-------- Material to process

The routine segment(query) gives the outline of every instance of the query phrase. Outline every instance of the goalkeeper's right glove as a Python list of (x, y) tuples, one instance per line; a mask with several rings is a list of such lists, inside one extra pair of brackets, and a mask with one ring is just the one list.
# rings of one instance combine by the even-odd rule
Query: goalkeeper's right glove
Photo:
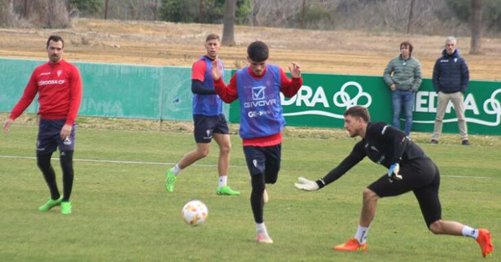
[(309, 180), (302, 176), (297, 178), (297, 180), (299, 182), (294, 183), (294, 186), (298, 189), (305, 190), (307, 191), (314, 191), (320, 189), (320, 187), (318, 187), (318, 184), (316, 184), (316, 182)]
[(390, 166), (388, 170), (388, 176), (391, 183), (393, 183), (393, 180), (400, 181), (402, 180), (402, 176), (398, 174), (399, 171), (400, 171), (400, 165), (399, 163), (396, 163)]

----------------

### Stated task
Reproduce the entries above, swapping each "glove" for "mitt" and changing nothing else. Omit the pictures.

### Response for this exercise
The routine segment(query) gives the outline of every instance of the query phrase. Outline every instance of the goalkeeper's right mitt as a Python list of (x, y) tuples, one instance per line; a mask with several rings is a list of such lists, inside one extra pair of brackets, and a mask with one ring is just the one list.
# rings of one instance combine by the even-odd rule
Query: goalkeeper's right mitt
Photo:
[(309, 180), (302, 176), (297, 178), (297, 180), (299, 182), (294, 183), (294, 186), (298, 189), (305, 190), (307, 191), (314, 191), (320, 189), (320, 187), (318, 187), (318, 184), (316, 184), (316, 182)]
[(390, 166), (388, 170), (388, 176), (391, 183), (393, 183), (393, 180), (400, 181), (402, 180), (402, 176), (398, 174), (399, 171), (400, 171), (400, 165), (399, 163), (396, 163)]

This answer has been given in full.